La Venezuela de hoy es un lugar
tan triste y agrego peligroso, que ya ni desde lejos se le parece al del
recuerdo aquel país del cual habría que pedir segundas opiniones. Es increíble
observar que a veces pareciera que vamos en un vagón al matadero y haciéndonos
los locos
Triste este país desvencijado el
mío al que han convertido en una ranchería destartalada y lúgubre. No he
encontrado antónimo suficiente para “milagro”, pero en estos días de loas a la
invasión y al anti imperialismo, por lo que electoralmente pudieran tener de
prósperas esas trincheras trasnochadas al acorralado gobierno, escuché
avergonzado decir a un ciudadano en una interminable cola trashumante en busca
de jabón, que se trataba de una “venezolanada” eso de convertir al abono en estiércol.
Y que Venezuela sea un país rico
mientras crece como la verdolaga la pobreza, del espíritu incluido, es una
mentira catedral, a pesar de que el régimen cacaree fanfarrón, para darse un
tupé que lo descubre, en un exceso más con el que quiere cubrir su dictadora
desnudez, que somos (sic) la nación con mayores reservas petrolíferas probadas
del universo entero. ¿Y qué? Como si eso nos hiciera imprescindibles, poderosos
o prósperos. Verborrea, desplante, buche y pluma no más.
La Venezuela de hoy es un lugar
tan triste y agrego peligroso, que ya ni desde lejos se le parece al del
recuerdo aquel y vago del hasta ayer no más, que habría que pedir segundas
opiniones, porque de una enfermedad terminal se trata este abandono.
Porque una nación supongo, es un
conjunto de prismas enaltecidos en un sentimiento en el que se multiplican en
el tiempo, enfoques y diferencias, riquezas y necesidades. Eso fuimos o al
menos lo creíamos. Ya no. Ahora lo de moda es la calcomanía de la lucha de
clases.
Y agrego a esta penuria la
secuestrada geografía que alejada y
esquiva, se oculta por que ya no somos
libres para explorarla. Hoy andan las montañas, los ríos, las llanuras, las
calles, cada vez más turbios, yermos, expropiados.

[Fragmentos del conjunto de datos]
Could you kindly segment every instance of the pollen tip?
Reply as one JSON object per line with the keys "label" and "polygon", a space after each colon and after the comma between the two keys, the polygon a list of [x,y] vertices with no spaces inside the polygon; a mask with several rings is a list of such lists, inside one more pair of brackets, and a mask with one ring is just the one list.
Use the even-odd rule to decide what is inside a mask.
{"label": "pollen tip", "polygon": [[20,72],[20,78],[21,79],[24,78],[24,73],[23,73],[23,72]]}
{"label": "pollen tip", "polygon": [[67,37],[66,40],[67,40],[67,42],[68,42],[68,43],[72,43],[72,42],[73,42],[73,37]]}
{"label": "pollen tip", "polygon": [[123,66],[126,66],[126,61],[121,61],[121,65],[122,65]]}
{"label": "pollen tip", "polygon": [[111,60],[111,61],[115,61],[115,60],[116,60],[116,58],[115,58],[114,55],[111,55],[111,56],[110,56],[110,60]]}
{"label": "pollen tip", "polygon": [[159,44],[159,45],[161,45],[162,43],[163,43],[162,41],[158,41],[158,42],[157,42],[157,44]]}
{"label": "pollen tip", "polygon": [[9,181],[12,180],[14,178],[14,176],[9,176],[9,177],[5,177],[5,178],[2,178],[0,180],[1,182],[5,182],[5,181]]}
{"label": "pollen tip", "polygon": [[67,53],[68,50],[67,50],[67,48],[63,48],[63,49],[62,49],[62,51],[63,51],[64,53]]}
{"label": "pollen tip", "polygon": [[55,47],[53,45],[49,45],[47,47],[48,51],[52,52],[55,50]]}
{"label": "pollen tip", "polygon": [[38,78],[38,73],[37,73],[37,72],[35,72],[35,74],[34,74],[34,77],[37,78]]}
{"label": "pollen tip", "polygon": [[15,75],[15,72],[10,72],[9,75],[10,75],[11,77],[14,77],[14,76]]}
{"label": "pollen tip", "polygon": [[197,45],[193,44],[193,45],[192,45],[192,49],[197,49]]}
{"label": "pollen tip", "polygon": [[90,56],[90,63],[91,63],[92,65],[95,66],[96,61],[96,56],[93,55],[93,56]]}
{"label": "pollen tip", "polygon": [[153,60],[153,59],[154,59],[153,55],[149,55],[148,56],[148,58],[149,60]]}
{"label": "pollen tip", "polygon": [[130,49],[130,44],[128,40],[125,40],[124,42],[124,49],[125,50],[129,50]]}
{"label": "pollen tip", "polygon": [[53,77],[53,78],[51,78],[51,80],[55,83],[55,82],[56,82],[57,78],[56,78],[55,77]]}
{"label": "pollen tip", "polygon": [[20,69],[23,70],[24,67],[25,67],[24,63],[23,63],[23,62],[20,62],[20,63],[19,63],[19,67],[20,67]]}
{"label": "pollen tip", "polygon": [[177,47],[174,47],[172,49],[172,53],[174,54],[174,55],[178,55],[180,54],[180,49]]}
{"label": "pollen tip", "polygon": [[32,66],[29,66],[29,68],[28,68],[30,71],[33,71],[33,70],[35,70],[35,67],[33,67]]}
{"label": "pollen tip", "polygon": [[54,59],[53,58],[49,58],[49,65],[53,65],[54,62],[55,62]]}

• _Orden de trabajo_:
Prosiga el texto sobre la decadencia de la Venezuela actual a partir de su última oración.

• _Resultado de tarea_:
Exfoliados por la ambición del
poder eunuco que no provoca sino corrupción,
que no siembra sino tempestades,
que no levanta ni polvo, que no
produce sino desasosiego, que llena su vacío regalando a raudales neveras y
peroles.
Y añado además naturaleza, que es
geografía humanizada, donde todo es cada día más jungla, más espacio adueñado
de ponzoña, minado por bandas del invisible miedo que se ensañan a la vista de
todos, esgrimiendo el coleto rojo de su impunidad acolitada y permisada desde
las altas cumbres. Ya pocos la visitan de lo envenenada que la mantienen, ni
tampoco se atreven los expedicionarios, ¡qué cuentos de Humboldt y Bonpland!
Todos andamos huyendo o rebotando
y escondiéndonos de una realidad agresiva más profunda que la que se expresa en
la estadística semanal de cadáveres y otros parientes, tantos que ya no
asustan. ¿Nacerán alguna vez de nuestra indolencia a buscar los culpables?
A todas éstas, la crianza de
mascotas debe estar muy en boga, pero no vaya usted a creer que como forma de
sensibilidad o civilización, sino como escape de la soledad, del cobarde que
somos, de la desconfianza, desencantados con nosotros mismos.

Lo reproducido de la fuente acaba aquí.